Written instruction —
Copy out every line of these records word for word, but leave out the pictures.

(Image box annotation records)

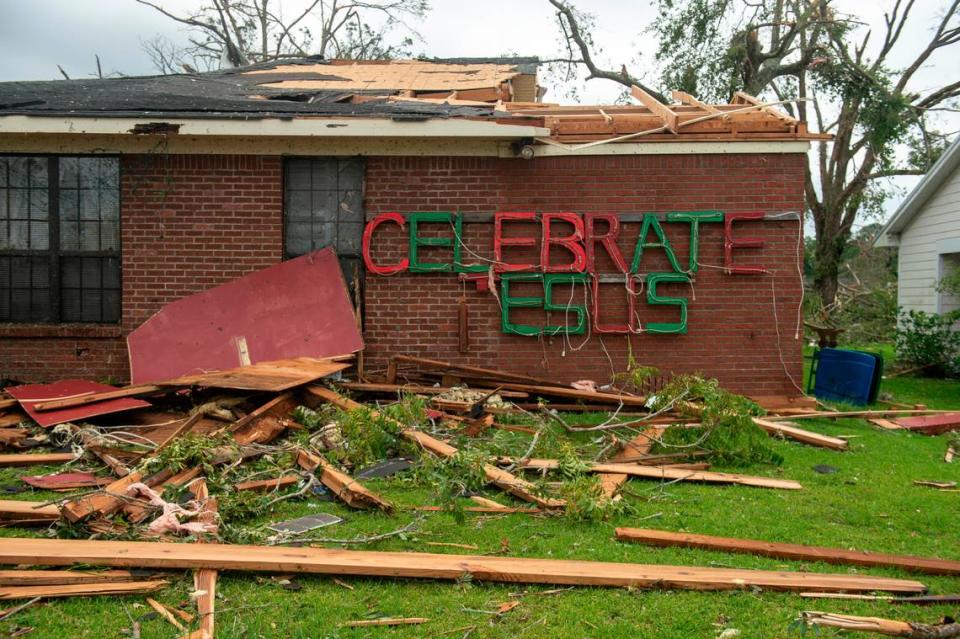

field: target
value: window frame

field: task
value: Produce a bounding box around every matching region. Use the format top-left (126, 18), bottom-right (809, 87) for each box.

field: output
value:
top-left (282, 155), bottom-right (367, 290)
top-left (0, 152), bottom-right (123, 327)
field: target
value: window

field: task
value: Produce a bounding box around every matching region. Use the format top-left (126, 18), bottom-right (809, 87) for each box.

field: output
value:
top-left (937, 253), bottom-right (960, 313)
top-left (0, 156), bottom-right (120, 322)
top-left (283, 157), bottom-right (364, 282)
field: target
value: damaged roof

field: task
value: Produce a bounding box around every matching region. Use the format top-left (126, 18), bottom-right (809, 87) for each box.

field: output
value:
top-left (0, 58), bottom-right (535, 118)
top-left (0, 57), bottom-right (824, 146)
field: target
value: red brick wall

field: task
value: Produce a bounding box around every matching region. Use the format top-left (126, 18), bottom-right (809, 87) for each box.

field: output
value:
top-left (0, 155), bottom-right (283, 381)
top-left (365, 154), bottom-right (805, 394)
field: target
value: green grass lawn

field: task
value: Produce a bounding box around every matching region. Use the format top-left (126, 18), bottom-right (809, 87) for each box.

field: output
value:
top-left (0, 360), bottom-right (960, 639)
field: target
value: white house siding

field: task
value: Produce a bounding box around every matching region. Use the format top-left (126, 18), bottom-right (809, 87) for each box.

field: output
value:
top-left (898, 170), bottom-right (960, 313)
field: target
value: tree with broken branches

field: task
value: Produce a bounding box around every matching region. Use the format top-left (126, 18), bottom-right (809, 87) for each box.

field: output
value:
top-left (136, 0), bottom-right (430, 73)
top-left (549, 0), bottom-right (960, 306)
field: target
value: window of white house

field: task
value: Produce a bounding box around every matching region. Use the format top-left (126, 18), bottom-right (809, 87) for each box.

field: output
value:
top-left (937, 253), bottom-right (960, 313)
top-left (0, 155), bottom-right (120, 323)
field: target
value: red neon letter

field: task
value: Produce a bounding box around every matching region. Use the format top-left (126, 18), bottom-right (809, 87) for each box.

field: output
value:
top-left (493, 213), bottom-right (537, 273)
top-left (583, 213), bottom-right (627, 273)
top-left (361, 213), bottom-right (410, 275)
top-left (723, 212), bottom-right (767, 275)
top-left (540, 213), bottom-right (587, 273)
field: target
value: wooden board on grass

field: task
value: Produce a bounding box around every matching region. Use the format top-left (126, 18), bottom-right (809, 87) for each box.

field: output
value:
top-left (0, 537), bottom-right (926, 592)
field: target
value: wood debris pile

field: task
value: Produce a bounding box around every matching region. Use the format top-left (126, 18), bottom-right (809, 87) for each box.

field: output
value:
top-left (0, 355), bottom-right (960, 638)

Finished exercise —
field: target
value: window frame

field: task
value: Produce a bounding box around every matching region. Use the format top-left (126, 18), bottom-right (809, 87) for each box.

field: output
value:
top-left (282, 155), bottom-right (367, 290)
top-left (0, 152), bottom-right (123, 327)
field: target
value: window

field: task
value: Produce a bounding box around every matching region. Use the format top-left (126, 18), bottom-right (809, 87) for each box.

field: output
value:
top-left (937, 253), bottom-right (960, 313)
top-left (0, 156), bottom-right (120, 322)
top-left (283, 157), bottom-right (364, 282)
field: target
value: damaged roof

field: task
value: Produce a bounding box around every matching region. Use the format top-left (126, 18), bottom-right (809, 87) for each box.

field: output
value:
top-left (0, 58), bottom-right (535, 118)
top-left (0, 57), bottom-right (824, 146)
field: target
value: red brick wall

field: task
value: Produce a bounding box around every matching region. Use the format top-left (126, 18), bottom-right (809, 87) for each box.

field: output
value:
top-left (0, 155), bottom-right (283, 381)
top-left (365, 154), bottom-right (805, 394)
field: target
value: green grass lawn

field: task
value: Produce a bounding box around every matching region. Use the format top-left (126, 18), bottom-right (809, 87) for each box.

field: output
value:
top-left (0, 360), bottom-right (960, 639)
field: target
value: white house siding

field: task
value: Produce a bounding box around every matching region. Use the format top-left (126, 18), bottom-right (809, 87) for each box.

field: output
value:
top-left (898, 170), bottom-right (960, 313)
field: target
value: tree with broken branches

field: task
value: Produce a bounding box around every matching region. Use the format top-left (126, 18), bottom-right (809, 87) for each box.

field: output
value:
top-left (136, 0), bottom-right (430, 73)
top-left (549, 0), bottom-right (960, 306)
field: target
value: window of white house

field: task
value: Produce a bounding box around every matching region. Use the format top-left (126, 18), bottom-right (809, 87) for each box.

field: output
value:
top-left (937, 253), bottom-right (960, 313)
top-left (0, 155), bottom-right (120, 323)
field: target
value: red neon letter

field: task
value: Produce a bounding box around every matching region. Use the format top-left (126, 18), bottom-right (809, 87) for each box.

field: output
value:
top-left (493, 213), bottom-right (537, 273)
top-left (583, 213), bottom-right (627, 273)
top-left (361, 213), bottom-right (410, 275)
top-left (723, 212), bottom-right (767, 275)
top-left (540, 213), bottom-right (587, 273)
field: target
value: wooden board on grass

field: task
value: Produce a bounding box around every matching region. Use the format top-left (126, 18), bottom-right (809, 87) for each box.

field: output
value:
top-left (0, 537), bottom-right (926, 592)
field: target
value: wood debris pile

field: task
value: Produce a bounding box around every matching region. Use the format top-left (126, 18), bottom-right (809, 87) for each box.

field: output
value:
top-left (0, 355), bottom-right (960, 638)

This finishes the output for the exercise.